[Your instructions]: Note each line in the data holding the string "work" and report it.

[Records supplied]:
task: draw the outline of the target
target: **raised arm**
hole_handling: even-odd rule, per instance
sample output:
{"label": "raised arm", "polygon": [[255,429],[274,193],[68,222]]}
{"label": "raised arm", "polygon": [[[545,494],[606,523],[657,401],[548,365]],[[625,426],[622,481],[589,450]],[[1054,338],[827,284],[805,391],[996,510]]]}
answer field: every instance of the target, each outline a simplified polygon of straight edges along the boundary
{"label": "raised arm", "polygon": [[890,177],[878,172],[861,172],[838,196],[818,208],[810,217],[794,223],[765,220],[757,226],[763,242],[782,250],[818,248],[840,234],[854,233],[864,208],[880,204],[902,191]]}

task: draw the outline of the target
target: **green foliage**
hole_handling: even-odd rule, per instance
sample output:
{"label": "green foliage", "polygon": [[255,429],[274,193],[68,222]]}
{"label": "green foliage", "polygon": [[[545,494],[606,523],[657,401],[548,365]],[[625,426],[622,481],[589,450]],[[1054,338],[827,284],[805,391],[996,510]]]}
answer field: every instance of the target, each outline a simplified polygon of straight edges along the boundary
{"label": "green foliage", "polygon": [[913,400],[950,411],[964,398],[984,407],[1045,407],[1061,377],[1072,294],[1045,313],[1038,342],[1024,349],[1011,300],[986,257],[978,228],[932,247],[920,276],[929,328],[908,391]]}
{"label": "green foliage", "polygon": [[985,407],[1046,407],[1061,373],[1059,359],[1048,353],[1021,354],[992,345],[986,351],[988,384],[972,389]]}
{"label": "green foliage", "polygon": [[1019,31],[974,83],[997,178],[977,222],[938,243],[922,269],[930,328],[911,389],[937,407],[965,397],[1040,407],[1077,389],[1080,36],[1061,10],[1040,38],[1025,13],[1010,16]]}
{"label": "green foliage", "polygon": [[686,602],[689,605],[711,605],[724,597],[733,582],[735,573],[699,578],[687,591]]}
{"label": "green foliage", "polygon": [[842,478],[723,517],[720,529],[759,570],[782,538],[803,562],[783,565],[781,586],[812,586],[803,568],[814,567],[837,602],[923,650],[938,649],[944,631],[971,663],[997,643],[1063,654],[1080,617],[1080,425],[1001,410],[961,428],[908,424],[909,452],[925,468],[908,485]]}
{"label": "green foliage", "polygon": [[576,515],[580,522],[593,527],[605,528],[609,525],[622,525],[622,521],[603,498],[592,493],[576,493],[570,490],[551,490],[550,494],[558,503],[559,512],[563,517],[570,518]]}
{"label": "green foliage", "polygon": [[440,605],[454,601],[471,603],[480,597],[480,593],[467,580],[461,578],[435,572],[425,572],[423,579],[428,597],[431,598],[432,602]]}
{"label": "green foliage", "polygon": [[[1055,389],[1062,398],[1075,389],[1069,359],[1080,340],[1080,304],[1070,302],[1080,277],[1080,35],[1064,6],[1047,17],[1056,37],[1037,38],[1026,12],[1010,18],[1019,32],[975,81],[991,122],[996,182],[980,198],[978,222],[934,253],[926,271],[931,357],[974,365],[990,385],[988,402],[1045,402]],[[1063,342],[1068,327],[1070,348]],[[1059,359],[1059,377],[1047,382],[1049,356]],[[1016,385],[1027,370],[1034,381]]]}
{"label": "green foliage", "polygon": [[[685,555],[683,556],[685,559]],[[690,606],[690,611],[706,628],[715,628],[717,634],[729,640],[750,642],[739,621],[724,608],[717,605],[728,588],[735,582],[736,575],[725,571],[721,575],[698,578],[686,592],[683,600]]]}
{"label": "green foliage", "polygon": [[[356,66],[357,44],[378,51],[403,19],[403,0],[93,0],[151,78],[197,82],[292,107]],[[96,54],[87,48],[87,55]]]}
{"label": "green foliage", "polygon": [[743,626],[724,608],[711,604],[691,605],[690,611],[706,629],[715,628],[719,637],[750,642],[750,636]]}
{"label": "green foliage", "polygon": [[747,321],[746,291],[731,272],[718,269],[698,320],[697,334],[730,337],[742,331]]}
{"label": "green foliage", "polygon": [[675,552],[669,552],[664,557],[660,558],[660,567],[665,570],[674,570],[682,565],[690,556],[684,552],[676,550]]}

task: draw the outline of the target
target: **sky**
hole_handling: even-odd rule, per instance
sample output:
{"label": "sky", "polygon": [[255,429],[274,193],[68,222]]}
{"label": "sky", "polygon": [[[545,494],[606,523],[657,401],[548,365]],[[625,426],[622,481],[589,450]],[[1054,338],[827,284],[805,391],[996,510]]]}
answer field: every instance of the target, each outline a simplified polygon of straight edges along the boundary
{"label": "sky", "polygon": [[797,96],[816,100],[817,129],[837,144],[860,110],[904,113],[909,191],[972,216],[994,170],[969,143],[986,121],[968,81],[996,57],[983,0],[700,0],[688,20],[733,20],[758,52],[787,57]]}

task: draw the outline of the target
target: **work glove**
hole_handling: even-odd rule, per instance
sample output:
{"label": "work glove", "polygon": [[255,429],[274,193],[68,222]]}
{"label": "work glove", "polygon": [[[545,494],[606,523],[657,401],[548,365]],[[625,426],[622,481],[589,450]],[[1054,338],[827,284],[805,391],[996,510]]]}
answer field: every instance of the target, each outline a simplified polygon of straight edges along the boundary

[Task output]:
target: **work glove**
{"label": "work glove", "polygon": [[255,429],[274,193],[68,222]]}
{"label": "work glove", "polygon": [[[545,494],[606,523],[657,401],[548,365]],[[625,426],[622,481],[589,450]],[[1054,338],[827,284],[805,391],[996,510]]]}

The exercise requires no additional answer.